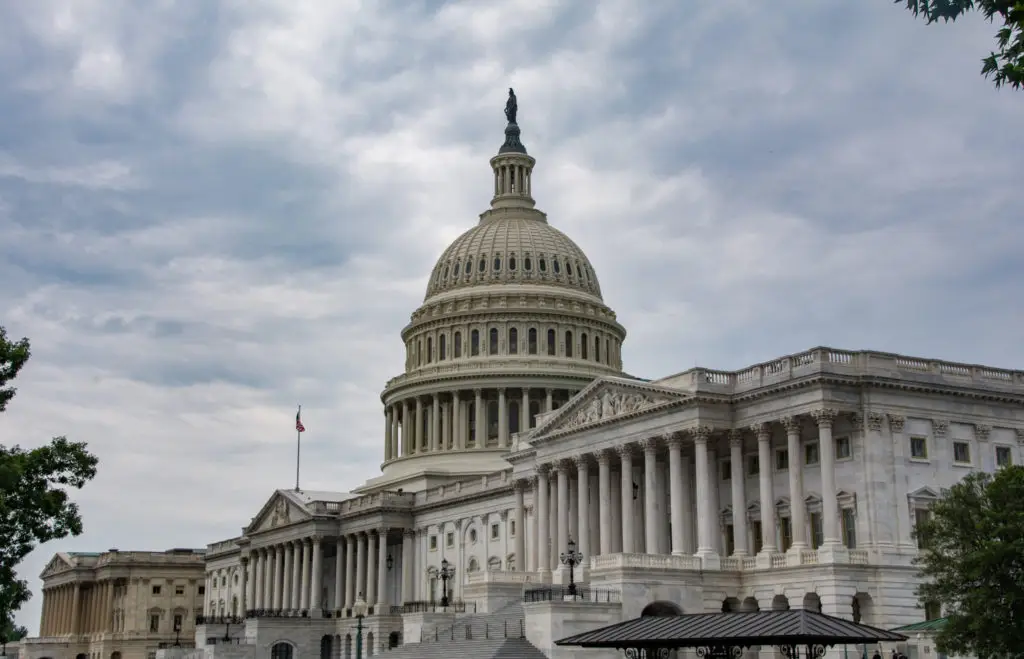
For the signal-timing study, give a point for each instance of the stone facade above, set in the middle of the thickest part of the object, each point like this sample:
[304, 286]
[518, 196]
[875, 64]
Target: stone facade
[118, 605]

▶ **EXERCISE BRIEF**
If pictures appear among the records, do not carry them over; retype the rest exactly.

▶ **ANSWER**
For the signal-timing study, give a point for each instance of the stone facade above, set in the middle of the thickest part of the object, each point like this sample:
[304, 286]
[518, 196]
[875, 64]
Target: stone facade
[118, 605]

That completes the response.